I lecture on three courses, spanning the three undergraduate years: Introduction to Real Analysis, Cryptology, and Complex Analysis. I am supervising a masters project on Ramsey Theory.

Year 2018/19

I lecture on three courses, spanning the three undergraduate years: Introduction to Real Analysis, Cryptology, and Complex Analysis. I have re-written the Cryptology course, and changed the assessment to be more continuous, thus allowing more student feedback. I am supervising a group Mathematical Modelling project on Queueing Theory, and a masters project on Machine Learning, a blend between theory and some practical work with the Python ML stack.

Year 2017/18

I joined UCLan midway through the teaching year, but immediately picked up two lecture courses, Introduction to Real Analysis and Cryptology, as well as covering for a colleague on the course Further Real Analysis.

Previously

In my previous lecturing position, I lectured on a wide range of courses including 1st year Analysis (a major re-write of the course), 2nd year Linear Algebra, 3rd year Metric spaces (to a joint-honours cohort), a masters course on Measure Theory, and a first year "Calculus" course. I tutored a variety of student projects, from short projects through to full year masters level projects. I also ran a reading course, see below.

[Segmentation labeling items]
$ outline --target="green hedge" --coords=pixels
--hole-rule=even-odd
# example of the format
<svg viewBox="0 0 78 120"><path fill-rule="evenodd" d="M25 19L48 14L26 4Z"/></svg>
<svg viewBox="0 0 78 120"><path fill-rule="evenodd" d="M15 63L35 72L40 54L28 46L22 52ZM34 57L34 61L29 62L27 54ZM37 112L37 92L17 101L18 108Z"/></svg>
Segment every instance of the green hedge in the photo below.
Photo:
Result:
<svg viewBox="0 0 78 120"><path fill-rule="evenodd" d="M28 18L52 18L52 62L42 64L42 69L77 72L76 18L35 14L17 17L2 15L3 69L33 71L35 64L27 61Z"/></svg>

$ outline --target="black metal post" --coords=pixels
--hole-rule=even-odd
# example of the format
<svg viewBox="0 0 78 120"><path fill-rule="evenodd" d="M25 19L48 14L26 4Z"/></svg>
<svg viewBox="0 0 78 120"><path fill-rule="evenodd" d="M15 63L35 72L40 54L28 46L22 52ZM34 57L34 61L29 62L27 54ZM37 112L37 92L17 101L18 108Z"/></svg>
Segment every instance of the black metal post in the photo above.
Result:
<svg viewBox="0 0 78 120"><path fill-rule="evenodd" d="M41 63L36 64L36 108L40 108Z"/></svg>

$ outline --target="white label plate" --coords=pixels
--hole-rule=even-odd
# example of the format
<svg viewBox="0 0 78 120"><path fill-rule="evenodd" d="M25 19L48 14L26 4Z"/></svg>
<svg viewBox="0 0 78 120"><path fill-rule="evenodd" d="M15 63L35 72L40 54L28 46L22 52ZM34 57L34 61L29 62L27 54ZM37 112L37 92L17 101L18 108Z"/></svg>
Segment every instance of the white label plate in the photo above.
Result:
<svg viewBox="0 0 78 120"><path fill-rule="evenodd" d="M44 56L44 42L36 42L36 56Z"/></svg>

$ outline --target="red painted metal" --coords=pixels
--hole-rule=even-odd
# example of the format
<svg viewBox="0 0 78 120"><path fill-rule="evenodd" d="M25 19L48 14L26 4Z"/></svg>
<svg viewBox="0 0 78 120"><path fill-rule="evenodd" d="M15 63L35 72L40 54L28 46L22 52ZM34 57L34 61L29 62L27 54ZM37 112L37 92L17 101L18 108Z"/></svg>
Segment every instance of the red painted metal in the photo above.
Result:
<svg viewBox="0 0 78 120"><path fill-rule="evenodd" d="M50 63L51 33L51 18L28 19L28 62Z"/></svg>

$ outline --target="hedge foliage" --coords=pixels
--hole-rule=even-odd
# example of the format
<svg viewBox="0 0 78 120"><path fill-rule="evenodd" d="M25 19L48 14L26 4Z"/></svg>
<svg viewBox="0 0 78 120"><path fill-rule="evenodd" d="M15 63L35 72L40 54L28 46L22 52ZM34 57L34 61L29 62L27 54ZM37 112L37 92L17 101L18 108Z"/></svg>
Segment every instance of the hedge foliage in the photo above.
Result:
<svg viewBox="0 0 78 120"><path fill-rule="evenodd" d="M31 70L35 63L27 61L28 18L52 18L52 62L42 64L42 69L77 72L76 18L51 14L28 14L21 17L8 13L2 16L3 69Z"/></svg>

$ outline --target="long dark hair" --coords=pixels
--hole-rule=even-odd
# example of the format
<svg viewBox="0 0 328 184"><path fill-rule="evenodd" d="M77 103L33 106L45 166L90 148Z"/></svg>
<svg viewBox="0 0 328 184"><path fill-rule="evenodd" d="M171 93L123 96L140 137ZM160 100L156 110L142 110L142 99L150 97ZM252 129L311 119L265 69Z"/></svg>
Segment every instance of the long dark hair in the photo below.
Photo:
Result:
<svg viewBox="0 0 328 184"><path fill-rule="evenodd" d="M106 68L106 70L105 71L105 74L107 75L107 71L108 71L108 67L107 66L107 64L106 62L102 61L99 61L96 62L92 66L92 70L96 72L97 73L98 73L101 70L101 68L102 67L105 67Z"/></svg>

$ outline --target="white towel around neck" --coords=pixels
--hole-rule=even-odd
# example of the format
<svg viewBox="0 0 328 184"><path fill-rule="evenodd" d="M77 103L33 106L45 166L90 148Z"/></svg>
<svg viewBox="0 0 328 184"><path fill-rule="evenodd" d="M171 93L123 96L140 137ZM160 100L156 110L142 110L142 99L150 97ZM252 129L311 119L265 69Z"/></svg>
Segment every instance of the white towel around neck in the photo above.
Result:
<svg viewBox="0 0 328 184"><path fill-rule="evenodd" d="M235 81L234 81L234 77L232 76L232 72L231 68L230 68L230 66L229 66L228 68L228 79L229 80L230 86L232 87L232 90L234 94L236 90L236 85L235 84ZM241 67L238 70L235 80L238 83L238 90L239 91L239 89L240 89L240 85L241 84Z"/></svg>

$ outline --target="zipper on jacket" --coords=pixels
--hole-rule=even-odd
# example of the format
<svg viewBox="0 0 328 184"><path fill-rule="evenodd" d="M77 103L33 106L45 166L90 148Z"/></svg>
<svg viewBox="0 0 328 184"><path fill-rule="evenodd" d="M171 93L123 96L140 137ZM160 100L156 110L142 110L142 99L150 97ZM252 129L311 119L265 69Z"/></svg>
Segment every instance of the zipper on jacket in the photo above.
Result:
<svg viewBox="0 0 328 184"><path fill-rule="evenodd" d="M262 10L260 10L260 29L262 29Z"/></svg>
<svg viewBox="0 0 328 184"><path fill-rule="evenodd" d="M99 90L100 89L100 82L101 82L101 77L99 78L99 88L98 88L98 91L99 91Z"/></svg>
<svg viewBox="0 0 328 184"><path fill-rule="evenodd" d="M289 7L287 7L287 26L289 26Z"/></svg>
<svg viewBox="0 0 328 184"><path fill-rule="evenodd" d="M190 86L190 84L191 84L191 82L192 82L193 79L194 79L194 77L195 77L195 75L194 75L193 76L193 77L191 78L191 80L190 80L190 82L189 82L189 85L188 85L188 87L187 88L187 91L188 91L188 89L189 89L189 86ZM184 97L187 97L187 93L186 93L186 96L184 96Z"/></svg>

# PROBLEMS TO WORK ON
• a. From the teaching record above, list every course that the writer lectured on in the previous lecturing position.
• b. Print the passage of the teaching record starting with "I joined UCLan" and going on through "Further Real Analysis.".

# COMPLETED EXERCISE
• a.
- 1st year Analysis
- 2nd year Linear Algebra
- 3rd year Metric spaces
- a masters course on Measure Theory
- a first year "Calculus" course

• b.
I joined UCLan midway through the teaching year, but immediately picked up two lecture courses, Introduction to Real Analysis and Cryptology, as well as covering for a colleague on the course Further Real Analysis.